*WHAT TO PRODUCE*.
Extract all of the entries and give them again, word for word.

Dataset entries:
===============

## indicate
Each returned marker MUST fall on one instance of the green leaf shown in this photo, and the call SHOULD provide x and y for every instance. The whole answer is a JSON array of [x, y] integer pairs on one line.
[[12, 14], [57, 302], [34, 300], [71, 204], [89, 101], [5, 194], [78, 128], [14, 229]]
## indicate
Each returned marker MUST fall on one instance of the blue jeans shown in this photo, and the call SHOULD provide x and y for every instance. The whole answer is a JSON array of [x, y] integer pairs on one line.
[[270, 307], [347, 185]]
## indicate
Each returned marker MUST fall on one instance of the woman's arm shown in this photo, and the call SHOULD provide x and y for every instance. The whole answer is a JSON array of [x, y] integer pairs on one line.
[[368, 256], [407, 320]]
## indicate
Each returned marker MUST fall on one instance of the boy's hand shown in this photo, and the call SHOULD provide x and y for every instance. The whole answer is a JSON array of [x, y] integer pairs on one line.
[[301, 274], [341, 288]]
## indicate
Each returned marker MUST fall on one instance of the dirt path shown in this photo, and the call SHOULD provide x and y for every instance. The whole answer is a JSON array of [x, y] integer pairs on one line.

===============

*ANSWER BOX*.
## indicate
Each returned marker MUST fall on one instance of the green leaf shown in this photo, and the call SHOULD provide x and y for every instance. The whole answer is a JSON array of [x, y] integer pairs on one line.
[[12, 14], [57, 302], [34, 300], [71, 204], [89, 101], [5, 194], [78, 128], [14, 229]]
## indicate
Each returned marker MUST fall on one instance of the blue jeans shown in this photo, and the call SHOULD provide x and y for every instance. The whole answer is a JSON array of [x, y] integer pairs on one line.
[[270, 307], [347, 185]]
## indicate
Each returned marker MUST fall on one instance of the woman's arm shown in this photo, and the call SHOULD provide x and y for every instance. The whole answer is a JSON array of [x, y] integer pairs on one line.
[[368, 256], [407, 320]]
## indicate
Each returned marker MUST fall on one instance of the boy's hand shown in this photo, and the call SHOULD provide x and y for every instance. The whole answer is a JSON array of [x, y] integer pairs on one line.
[[301, 274], [341, 288]]
## indicate
Each returned marker MUST fall on one instance of the dirt path shown in this photo, and the call SHOULD provide x and y for every instance. The whole answer is a JSON array of [x, y] integer pairs on one line.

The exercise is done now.